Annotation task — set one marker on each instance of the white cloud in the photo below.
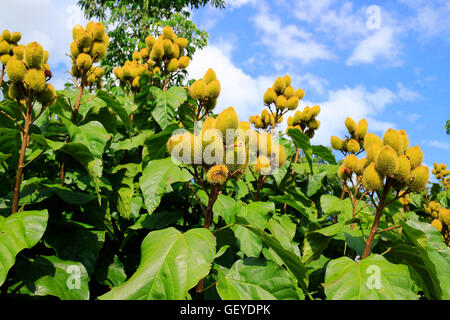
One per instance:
(381, 44)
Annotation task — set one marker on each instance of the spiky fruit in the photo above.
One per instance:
(198, 89)
(84, 62)
(16, 70)
(218, 174)
(350, 124)
(34, 55)
(149, 42)
(262, 165)
(15, 37)
(35, 80)
(351, 162)
(300, 93)
(387, 161)
(415, 156)
(437, 224)
(392, 138)
(227, 120)
(279, 85)
(419, 178)
(184, 62)
(371, 179)
(292, 103)
(213, 89)
(13, 92)
(344, 172)
(361, 129)
(270, 96)
(46, 96)
(353, 146)
(288, 92)
(404, 168)
(173, 65)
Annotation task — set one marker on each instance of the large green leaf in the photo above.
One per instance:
(373, 278)
(426, 252)
(156, 179)
(301, 141)
(166, 103)
(17, 232)
(256, 279)
(49, 275)
(114, 104)
(171, 264)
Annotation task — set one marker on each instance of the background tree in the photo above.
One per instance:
(129, 22)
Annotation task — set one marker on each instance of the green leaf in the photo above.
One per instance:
(301, 141)
(17, 232)
(373, 278)
(156, 179)
(324, 153)
(166, 103)
(171, 264)
(114, 104)
(428, 255)
(256, 279)
(51, 276)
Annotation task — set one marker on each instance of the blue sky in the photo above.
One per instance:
(387, 61)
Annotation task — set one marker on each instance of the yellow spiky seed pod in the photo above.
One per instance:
(218, 174)
(404, 168)
(419, 178)
(315, 110)
(265, 143)
(6, 35)
(279, 85)
(292, 103)
(209, 76)
(157, 51)
(98, 31)
(35, 80)
(288, 92)
(392, 138)
(98, 51)
(16, 70)
(213, 89)
(415, 156)
(19, 51)
(15, 37)
(184, 62)
(270, 96)
(387, 161)
(84, 62)
(300, 93)
(336, 143)
(281, 102)
(173, 65)
(227, 120)
(262, 165)
(371, 179)
(136, 56)
(361, 129)
(344, 172)
(34, 55)
(351, 162)
(198, 90)
(350, 124)
(372, 139)
(437, 224)
(74, 50)
(353, 146)
(149, 42)
(46, 96)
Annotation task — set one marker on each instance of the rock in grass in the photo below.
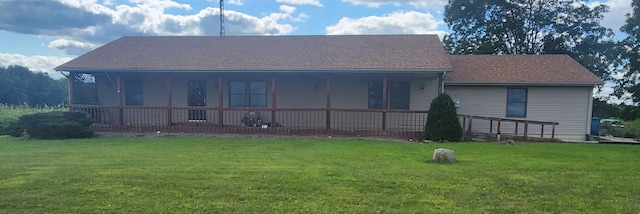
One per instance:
(442, 155)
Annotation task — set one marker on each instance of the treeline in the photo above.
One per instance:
(20, 86)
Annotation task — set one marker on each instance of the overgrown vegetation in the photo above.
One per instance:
(10, 113)
(442, 121)
(53, 125)
(22, 86)
(245, 175)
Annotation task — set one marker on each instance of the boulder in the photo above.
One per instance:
(442, 155)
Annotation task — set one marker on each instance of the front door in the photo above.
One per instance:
(197, 96)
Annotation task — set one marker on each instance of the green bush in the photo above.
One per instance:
(9, 115)
(442, 121)
(55, 125)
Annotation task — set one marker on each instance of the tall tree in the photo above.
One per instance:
(20, 86)
(532, 27)
(631, 53)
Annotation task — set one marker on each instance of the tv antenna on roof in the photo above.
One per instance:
(221, 17)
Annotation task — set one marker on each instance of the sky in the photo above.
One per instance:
(42, 34)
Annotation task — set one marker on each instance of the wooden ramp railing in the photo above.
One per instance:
(507, 127)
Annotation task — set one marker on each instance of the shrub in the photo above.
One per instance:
(9, 115)
(442, 121)
(55, 125)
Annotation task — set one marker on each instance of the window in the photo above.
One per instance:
(85, 90)
(517, 102)
(133, 92)
(397, 94)
(247, 94)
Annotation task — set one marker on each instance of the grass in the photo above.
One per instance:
(268, 175)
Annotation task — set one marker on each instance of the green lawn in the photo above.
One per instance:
(267, 175)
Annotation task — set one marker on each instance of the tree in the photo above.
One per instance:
(20, 86)
(602, 109)
(532, 27)
(631, 54)
(442, 120)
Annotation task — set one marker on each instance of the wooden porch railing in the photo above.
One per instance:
(507, 127)
(297, 121)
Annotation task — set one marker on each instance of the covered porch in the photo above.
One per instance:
(356, 104)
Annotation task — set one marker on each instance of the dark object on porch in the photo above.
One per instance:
(442, 121)
(253, 119)
(508, 142)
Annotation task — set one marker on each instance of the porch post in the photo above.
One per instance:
(169, 101)
(220, 100)
(384, 102)
(328, 111)
(440, 83)
(119, 90)
(71, 78)
(273, 99)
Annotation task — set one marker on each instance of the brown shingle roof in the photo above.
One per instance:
(336, 52)
(509, 69)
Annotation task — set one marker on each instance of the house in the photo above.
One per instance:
(370, 85)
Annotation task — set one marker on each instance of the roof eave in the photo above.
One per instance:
(523, 83)
(282, 70)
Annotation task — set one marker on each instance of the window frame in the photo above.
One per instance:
(390, 94)
(130, 92)
(524, 102)
(248, 94)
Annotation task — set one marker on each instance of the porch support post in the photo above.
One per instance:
(169, 101)
(384, 102)
(273, 100)
(120, 106)
(220, 101)
(71, 78)
(328, 111)
(440, 84)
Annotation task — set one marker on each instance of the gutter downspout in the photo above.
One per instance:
(444, 73)
(589, 113)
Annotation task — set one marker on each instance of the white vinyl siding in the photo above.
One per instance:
(569, 106)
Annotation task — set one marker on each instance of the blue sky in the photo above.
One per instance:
(42, 34)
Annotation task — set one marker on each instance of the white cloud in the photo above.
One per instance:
(433, 4)
(72, 47)
(287, 9)
(84, 24)
(301, 2)
(35, 63)
(615, 18)
(235, 2)
(411, 22)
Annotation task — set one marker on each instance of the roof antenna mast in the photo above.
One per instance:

======

▸ Directions: Reproduce every line from the one containing "support post in the photo above." through the last line of the items, requests included, multiplying each marker coordinate by 0.65 and rounding to the nearest whole number, with halves rounded up. Output only those lines.

▸ Answer to this task:
Annotation task — set one marker on each instance of the porch support post in the photo above.
One per instance:
(110, 66)
(250, 66)
(177, 65)
(78, 69)
(143, 66)
(46, 51)
(213, 72)
(286, 55)
Annotation task — set one marker on each instance of the gutter downspout in the photo above.
One per instance:
(289, 47)
(383, 73)
Annotation task — set one marker on each instance of the white vinyl siding in the photo above.
One per instance:
(370, 69)
Annotation task — set one marker on each instance of the blue sky in the photo above.
One per instance:
(27, 22)
Annotation task — set one marker on each instance of the white cloud in the photo above.
One per instance:
(281, 3)
(47, 31)
(187, 6)
(55, 16)
(196, 1)
(23, 41)
(400, 12)
(153, 1)
(267, 14)
Annotation task — set one marker on each instance of the roof antenna mast in the photo above.
One per instance:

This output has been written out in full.